In the past, it wasn't uncommon for kids to be prescribed antibiotics for almost any respiratory infection. Now doctors are more careful about prescribing them only when necessary.
The American Academy of Pediatrics has just released a clinical report that provides guidelines to doctors on how to be more certain of specific diagnoses and when to use antibiotics.
It can also be helpful for parents to understand when antibiotics are helpful and when they may not provide any benefit.
Antibiotics can be effective in treating conditions that are caused by bacterial infections, but infections caused by viruses cannot be treated by antibiotics.
Therefore it's helpful for parents to understand which conditions are more likely caused by bacteria and which ones are more likely caused by viruses.
The clinical report was authored by Adam L. Hersh, MD, PhD, and his colleagues along with the AAP Committee on Infectious Diseases.
The conditions the committee addressed included bacterial upper respiratory tract infections, such as acute otitis media (ear infections), acute bacterial sinusitis and streptococcal pharyngitis (strep throat).
It is important for doctors to know when they should and should not prescribe antibiotics, because prescribing antibiotics unnecessarily can contribute to antibiotic-resistant bacteria.
The first thing doctors are likely to do when a parent brings their child in for an infection is to try to determine whether the infection is caused by bacteria or a virus.
Doctors already have guidelines regarding symptoms that help them determine whether an ear infection or sinusitis is more likely to be caused by bacteria or by a virus.
For ear infections, the doctors will check if a child's eardrum is bulging and what kinds of symptoms, including pain and/or inflammation, exist.
For sinusitis, the doctors will determine whether the symptoms are getting worse, are already severe or are simply not going away.
These symptoms can include a fever, cough and nasal discharge. A fever of at least 102.2 degrees Fahrenheit is considered a severe symptom.
To diagnose acute pharyngitis, doctors must do a lab test after determining if a child has at least two of the following symptoms: fever, swollen tonsils and/or swollen throat nodes without a cough.
After determining the diagnosis, the doctor will weigh the possible benefits and harms of prescribing antibiotics. Parents can ask the doctor questions about these.
For example, a benefit of antibiotics for bacterial sinusitis is that they can improve overall symptoms, but there is not evidence that they can prevent complications such as a brain abscess.
Finally, doctors will determine whether it is best to prescribe antibiotics at that time, to wait first to see if the infection clears on its own or to wait and then later prescribe antibiotics if the child's condition does not improve.
If parents have any questions about the process of diagnosing their child's infection and determining whether antibiotics should be prescribed or not, they should ask the doctor questions.
Doctors should be able to explain to parents what kind of infection the child appears to have and what the possible benefits and harms of prescribing antibiotics might be.
The clinical report was published November 18 in the journal Pediatrics. No external funding was used in creating the report. No disclosures from authors or committee members were reported.

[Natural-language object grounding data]
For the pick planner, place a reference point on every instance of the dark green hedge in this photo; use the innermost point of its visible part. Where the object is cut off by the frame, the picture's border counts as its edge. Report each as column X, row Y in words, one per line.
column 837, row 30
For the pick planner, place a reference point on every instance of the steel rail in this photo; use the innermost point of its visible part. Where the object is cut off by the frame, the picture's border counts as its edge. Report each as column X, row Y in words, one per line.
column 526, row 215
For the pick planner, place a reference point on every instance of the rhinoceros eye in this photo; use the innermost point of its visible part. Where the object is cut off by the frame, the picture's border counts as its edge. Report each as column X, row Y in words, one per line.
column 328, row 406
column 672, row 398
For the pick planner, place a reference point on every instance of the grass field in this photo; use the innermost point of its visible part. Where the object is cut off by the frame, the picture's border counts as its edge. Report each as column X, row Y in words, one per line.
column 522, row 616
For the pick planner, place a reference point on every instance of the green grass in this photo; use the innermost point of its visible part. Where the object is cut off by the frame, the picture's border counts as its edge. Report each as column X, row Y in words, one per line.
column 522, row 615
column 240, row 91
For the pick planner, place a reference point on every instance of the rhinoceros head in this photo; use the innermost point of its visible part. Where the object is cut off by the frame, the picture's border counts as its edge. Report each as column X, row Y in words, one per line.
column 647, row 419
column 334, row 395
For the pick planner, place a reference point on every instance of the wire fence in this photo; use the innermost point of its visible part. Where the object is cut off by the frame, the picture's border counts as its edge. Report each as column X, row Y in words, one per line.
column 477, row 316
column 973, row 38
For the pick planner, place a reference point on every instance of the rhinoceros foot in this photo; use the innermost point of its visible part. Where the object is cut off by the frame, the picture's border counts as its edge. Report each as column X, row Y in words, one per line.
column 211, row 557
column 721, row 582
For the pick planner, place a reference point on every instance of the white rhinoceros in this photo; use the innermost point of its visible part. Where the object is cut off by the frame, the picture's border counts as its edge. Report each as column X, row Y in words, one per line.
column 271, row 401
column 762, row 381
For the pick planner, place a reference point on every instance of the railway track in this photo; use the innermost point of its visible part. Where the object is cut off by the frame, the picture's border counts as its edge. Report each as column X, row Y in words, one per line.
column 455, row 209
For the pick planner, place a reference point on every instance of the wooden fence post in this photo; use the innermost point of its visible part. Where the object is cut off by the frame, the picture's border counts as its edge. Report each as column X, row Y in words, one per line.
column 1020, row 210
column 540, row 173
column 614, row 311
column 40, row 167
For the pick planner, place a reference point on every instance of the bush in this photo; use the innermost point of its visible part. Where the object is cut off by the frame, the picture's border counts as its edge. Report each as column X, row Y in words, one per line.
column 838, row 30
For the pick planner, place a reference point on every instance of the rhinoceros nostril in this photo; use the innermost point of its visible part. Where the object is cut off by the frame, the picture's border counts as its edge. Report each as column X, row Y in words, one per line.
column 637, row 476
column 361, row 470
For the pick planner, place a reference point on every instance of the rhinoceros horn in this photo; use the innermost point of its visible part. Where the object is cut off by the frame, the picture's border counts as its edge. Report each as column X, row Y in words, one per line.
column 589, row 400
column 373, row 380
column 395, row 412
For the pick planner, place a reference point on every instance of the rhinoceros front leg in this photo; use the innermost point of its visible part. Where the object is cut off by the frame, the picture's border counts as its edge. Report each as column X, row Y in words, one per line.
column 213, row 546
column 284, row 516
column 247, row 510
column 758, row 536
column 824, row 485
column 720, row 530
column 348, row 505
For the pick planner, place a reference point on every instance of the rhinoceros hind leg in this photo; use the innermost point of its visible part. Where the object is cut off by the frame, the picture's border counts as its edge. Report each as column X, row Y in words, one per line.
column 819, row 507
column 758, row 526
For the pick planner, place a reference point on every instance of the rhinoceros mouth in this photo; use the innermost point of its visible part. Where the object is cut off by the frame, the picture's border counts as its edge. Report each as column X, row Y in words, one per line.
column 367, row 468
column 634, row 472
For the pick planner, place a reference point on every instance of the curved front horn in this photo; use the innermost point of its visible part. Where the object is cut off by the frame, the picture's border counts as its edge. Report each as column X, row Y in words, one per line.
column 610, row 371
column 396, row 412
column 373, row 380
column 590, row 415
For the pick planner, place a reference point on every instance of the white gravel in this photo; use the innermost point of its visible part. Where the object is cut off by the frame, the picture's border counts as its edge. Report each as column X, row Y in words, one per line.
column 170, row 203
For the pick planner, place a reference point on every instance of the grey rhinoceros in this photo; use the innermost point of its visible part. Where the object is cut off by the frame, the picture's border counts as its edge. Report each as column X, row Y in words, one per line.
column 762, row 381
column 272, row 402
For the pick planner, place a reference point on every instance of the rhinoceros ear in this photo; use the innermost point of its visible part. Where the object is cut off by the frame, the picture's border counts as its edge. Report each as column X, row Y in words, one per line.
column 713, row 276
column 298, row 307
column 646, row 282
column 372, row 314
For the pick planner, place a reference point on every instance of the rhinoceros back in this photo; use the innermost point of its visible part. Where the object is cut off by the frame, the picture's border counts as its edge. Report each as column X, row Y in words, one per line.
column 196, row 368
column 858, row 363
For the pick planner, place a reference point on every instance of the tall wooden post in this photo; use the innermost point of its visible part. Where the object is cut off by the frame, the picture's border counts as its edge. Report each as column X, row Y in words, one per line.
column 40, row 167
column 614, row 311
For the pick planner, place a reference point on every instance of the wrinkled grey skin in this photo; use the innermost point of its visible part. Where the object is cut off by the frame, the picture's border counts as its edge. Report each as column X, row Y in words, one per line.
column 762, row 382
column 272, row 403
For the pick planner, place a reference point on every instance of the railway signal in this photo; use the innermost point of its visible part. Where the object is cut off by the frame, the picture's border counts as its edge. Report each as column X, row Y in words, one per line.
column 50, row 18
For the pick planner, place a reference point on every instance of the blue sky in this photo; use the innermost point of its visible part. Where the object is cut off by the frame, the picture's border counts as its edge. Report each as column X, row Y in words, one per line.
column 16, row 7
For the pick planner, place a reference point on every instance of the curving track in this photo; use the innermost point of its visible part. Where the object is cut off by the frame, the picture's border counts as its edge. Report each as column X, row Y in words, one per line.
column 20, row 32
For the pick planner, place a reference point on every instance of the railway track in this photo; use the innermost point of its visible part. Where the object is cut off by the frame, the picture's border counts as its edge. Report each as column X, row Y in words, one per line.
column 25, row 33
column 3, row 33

§ Goal of the exercise
Please rewrite the paragraph of the antibiotics article that begins "Finally, doctors will determine" as a brief list of the choices it describes.

§ Output below
As a final step, doctors decide which of these is best:
- prescribe antibiotics at that time
- wait first to see if the infection clears on its own
- wait, then prescribe antibiotics later if the child's condition does not improve